== Work instructions ==
Transcribe the entries below exactly; leave every image out.

== Material for this exercise ==
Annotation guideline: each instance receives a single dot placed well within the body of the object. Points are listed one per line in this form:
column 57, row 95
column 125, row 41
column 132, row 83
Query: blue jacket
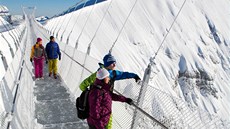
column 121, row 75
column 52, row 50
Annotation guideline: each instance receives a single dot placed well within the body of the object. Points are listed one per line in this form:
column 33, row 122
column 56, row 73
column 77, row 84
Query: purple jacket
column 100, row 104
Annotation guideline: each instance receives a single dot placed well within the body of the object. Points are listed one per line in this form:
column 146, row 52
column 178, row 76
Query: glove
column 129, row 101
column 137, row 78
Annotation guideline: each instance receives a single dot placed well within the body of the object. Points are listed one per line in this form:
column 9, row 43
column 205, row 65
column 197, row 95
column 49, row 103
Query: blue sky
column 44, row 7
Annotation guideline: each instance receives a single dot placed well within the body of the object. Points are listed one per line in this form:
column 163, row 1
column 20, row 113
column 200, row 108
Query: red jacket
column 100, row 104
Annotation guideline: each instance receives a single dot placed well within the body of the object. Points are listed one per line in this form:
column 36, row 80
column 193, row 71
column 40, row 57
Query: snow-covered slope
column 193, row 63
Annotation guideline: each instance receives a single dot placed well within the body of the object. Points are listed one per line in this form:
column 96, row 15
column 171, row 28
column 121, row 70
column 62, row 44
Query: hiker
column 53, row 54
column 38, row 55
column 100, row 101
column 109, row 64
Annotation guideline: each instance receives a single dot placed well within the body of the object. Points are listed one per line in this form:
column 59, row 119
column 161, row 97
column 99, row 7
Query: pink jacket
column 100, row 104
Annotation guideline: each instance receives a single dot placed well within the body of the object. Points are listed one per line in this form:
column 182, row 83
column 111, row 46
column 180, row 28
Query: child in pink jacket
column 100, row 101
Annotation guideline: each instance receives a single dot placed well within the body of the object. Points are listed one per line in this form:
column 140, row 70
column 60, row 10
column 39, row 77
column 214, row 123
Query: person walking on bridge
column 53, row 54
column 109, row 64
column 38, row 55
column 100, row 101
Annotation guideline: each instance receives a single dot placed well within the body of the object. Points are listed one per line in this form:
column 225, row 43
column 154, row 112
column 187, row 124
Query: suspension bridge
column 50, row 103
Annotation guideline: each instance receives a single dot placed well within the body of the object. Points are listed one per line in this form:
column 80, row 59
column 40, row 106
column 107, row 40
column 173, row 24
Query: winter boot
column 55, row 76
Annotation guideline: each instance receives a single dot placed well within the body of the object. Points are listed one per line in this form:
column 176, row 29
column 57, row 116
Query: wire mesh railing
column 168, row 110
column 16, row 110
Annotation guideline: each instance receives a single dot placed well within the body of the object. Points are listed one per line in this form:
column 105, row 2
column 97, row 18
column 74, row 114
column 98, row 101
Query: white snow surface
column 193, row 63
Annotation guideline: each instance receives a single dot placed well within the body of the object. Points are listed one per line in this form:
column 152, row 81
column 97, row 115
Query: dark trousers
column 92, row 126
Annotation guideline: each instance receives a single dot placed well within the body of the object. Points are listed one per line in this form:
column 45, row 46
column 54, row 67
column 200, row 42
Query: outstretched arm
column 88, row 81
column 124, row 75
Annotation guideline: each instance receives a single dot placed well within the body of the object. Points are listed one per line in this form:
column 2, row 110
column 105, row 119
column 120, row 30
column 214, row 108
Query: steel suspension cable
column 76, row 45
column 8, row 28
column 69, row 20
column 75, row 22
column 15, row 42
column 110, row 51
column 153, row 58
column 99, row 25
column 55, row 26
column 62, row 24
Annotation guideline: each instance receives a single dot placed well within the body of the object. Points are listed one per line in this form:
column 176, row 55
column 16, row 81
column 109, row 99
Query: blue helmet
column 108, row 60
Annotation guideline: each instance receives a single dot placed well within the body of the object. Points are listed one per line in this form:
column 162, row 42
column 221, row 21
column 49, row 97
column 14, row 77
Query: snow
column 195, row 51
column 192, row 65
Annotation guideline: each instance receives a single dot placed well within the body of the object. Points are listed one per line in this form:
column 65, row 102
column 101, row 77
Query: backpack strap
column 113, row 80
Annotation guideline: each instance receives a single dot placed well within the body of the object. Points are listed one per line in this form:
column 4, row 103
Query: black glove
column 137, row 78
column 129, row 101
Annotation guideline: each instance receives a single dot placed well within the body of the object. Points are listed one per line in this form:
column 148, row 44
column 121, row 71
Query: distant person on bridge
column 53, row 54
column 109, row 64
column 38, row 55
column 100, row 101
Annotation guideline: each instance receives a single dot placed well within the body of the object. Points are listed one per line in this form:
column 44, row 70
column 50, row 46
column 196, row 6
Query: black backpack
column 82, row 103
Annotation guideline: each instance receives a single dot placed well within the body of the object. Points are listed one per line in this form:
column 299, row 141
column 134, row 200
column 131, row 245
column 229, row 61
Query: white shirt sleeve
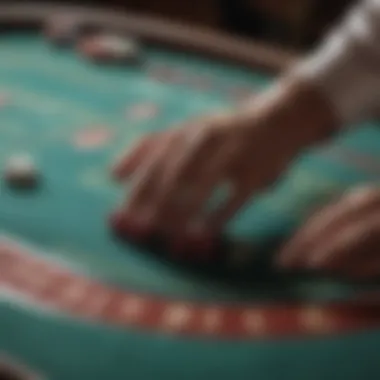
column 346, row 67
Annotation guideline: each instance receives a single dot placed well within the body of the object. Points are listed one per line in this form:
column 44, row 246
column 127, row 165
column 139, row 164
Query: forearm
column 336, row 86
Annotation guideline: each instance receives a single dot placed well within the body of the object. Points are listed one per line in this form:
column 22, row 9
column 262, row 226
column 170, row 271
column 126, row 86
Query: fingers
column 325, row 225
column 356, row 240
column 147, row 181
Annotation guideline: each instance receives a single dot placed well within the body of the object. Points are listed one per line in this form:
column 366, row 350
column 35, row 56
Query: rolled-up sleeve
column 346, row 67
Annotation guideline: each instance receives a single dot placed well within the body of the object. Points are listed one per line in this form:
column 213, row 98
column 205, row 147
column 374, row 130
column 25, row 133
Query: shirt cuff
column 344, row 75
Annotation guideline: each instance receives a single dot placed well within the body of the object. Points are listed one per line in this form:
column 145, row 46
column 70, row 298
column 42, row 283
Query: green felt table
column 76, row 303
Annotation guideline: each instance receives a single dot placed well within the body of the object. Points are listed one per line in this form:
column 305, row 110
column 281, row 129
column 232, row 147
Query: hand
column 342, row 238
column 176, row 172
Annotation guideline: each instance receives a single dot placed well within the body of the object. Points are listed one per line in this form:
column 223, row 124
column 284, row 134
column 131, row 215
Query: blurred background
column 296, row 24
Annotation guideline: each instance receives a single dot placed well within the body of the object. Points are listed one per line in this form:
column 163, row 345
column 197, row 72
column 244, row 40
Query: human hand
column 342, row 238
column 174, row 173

== Task output ==
Annotation guideline: each instance receives a single dot placed well within the body of the object. Points are listed one per line in this form:
column 57, row 95
column 125, row 41
column 132, row 83
Query: blue jacket
column 121, row 75
column 52, row 50
Annotation guideline: each instance receives a single dot placed well within the body of the object. Points are listed one per line in this form:
column 33, row 122
column 56, row 73
column 77, row 84
Query: purple jacket
column 100, row 104
Annotation guideline: each instance receives a single dot placed well within the body of the object. Points are listed one per line in this form:
column 146, row 52
column 178, row 76
Query: glove
column 129, row 101
column 137, row 78
Annotation guideline: each instance receives a single dot placed well within the body of the object. Points are listed one per line in this form:
column 9, row 43
column 205, row 65
column 197, row 95
column 49, row 103
Query: blue sky
column 44, row 7
Annotation guideline: each instance receives a single dot placed well within the body of the object. Points are listed one per line in this form:
column 163, row 1
column 20, row 113
column 200, row 108
Query: red jacket
column 100, row 104
Annotation guideline: each instance receives a single dot placed well within the body of the object. Points are listed one per line in this form:
column 36, row 80
column 193, row 71
column 40, row 57
Query: snow-covered slope
column 193, row 63
Annotation guideline: each instance receives a single dot placed well within the body of the object. Points are listed one per line in this form:
column 96, row 15
column 171, row 28
column 121, row 70
column 62, row 44
Query: hiker
column 53, row 54
column 38, row 55
column 100, row 101
column 109, row 64
Annotation guideline: each instance receives a single dot placed well within the body of the object. Points are listed one per line in this form:
column 59, row 119
column 161, row 97
column 99, row 7
Query: pink jacket
column 100, row 104
Annotation guideline: each instance receives a single dot placed well within the body of the object. Points are listed one per line in this form:
column 182, row 83
column 111, row 46
column 180, row 28
Query: child in pink jacket
column 100, row 101
Annotation guideline: each instance receives a single dot placed well within the body of the object. Points are listed one per line in this form:
column 140, row 70
column 60, row 10
column 39, row 77
column 214, row 123
Query: person walking on bridge
column 53, row 54
column 109, row 64
column 38, row 55
column 100, row 101
Annotation guideline: each instance receives a single dot placed well within the body of the object. Points are listed one per line in this form:
column 225, row 43
column 154, row 112
column 187, row 124
Query: suspension bridge
column 50, row 103
Annotation guideline: each instance receives a single dot placed well within the body of the object. Points are listed one per line in this form:
column 80, row 59
column 40, row 106
column 107, row 40
column 173, row 24
Query: winter boot
column 55, row 76
Annotation guideline: each instance receives a single dot placed well within the body of the object. Points are listed one per line in this form:
column 176, row 29
column 57, row 116
Query: wire mesh railing
column 168, row 110
column 16, row 110
Annotation guideline: each instance receives a single dot placed well within the body of the object. Points are listed one per line in this form:
column 105, row 2
column 97, row 18
column 74, row 114
column 98, row 101
Query: white snow surface
column 193, row 63
Annotation guideline: each instance receives a single dot placed well within the body of the object. Points are listed one per line in this form:
column 152, row 81
column 97, row 115
Query: dark trousers
column 92, row 126
Annotation guideline: each instance receives a single dot placed well within the body of the object. Points are listed one per line in this form:
column 45, row 46
column 54, row 67
column 200, row 42
Query: outstretched arm
column 88, row 81
column 124, row 75
Annotation guideline: each instance receives a single dot placed well within the body of the object. Points are listed one per line in this form:
column 2, row 110
column 105, row 119
column 120, row 30
column 214, row 108
Query: steel suspension cable
column 76, row 45
column 8, row 28
column 69, row 20
column 75, row 22
column 15, row 42
column 110, row 51
column 153, row 58
column 99, row 25
column 55, row 26
column 62, row 24
Annotation guideline: each instance receives a single dot placed well within the body of the object. Points are listed one per line in this form:
column 176, row 55
column 16, row 81
column 109, row 99
Query: blue helmet
column 108, row 60
Annotation guideline: each instance receives a single dot placed well within the body of the object. Points are listed one per line in this form:
column 162, row 42
column 221, row 21
column 49, row 97
column 14, row 77
Query: snow
column 195, row 51
column 192, row 65
Annotation guideline: each instance receives a single dot placed well within the body of the object. Points are listed one per line in this form:
column 65, row 102
column 101, row 77
Query: backpack strap
column 113, row 80
Annotation guideline: each instance receives a single dot placed well within the body of the object. Points are listed one per line in this form:
column 4, row 103
Query: black glove
column 137, row 78
column 129, row 101
Annotation guideline: each instance receives a single dot placed well within the body of the object. Points are listed one per line in this form:
column 148, row 44
column 121, row 71
Query: distant person on bridge
column 53, row 54
column 109, row 64
column 38, row 55
column 100, row 101
Annotation guideline: each instance receives a single dot placed well within the body of the object. Points are listed one per line in this form:
column 44, row 70
column 50, row 46
column 196, row 6
Query: black backpack
column 82, row 103
Annotation guideline: each instance receives a single dot placed well within the body of the object. Points are listed one per line in this form:
column 299, row 141
column 134, row 200
column 131, row 245
column 229, row 61
Query: white shirt sleeve
column 346, row 67
Annotation guideline: each instance receives a single dot placed well within the body of the object. Points are listed one per line in this form:
column 44, row 246
column 127, row 165
column 139, row 164
Query: forearm
column 336, row 86
Annotation guideline: each instance receives a single dot placed well within the body of the object. Points are listed one per line in this form:
column 22, row 9
column 262, row 226
column 170, row 271
column 126, row 86
Query: fingers
column 325, row 225
column 356, row 240
column 147, row 181
Annotation guideline: each instance receives a single dot placed well within the body of the object. Points are listed one per line in this form:
column 366, row 350
column 35, row 56
Query: rolled-up sleeve
column 346, row 67
Annotation guideline: each instance receives a single dot placed well within the body of the object. Points are listed one per line in this form:
column 213, row 98
column 205, row 147
column 374, row 130
column 25, row 133
Query: shirt cuff
column 344, row 75
Annotation guideline: each instance receives a single dot placed well within the body of the object. Points are listed one per line in this form:
column 145, row 46
column 70, row 298
column 42, row 283
Query: green felt table
column 76, row 303
Annotation guideline: each instance receives a single dot placed well within the body of the object. Points are listed one per line in this form:
column 305, row 110
column 281, row 129
column 232, row 147
Query: hand
column 342, row 238
column 176, row 172
Annotation guideline: each instance receives a single dot placed well within the body of the object. Points are listed one per line in this form:
column 223, row 124
column 284, row 134
column 131, row 215
Query: blurred background
column 296, row 24
Annotation guideline: each instance receives a single dot placed well within the body of the object. Points are listed one per line in this form:
column 163, row 345
column 197, row 72
column 244, row 40
Query: human hand
column 342, row 238
column 174, row 173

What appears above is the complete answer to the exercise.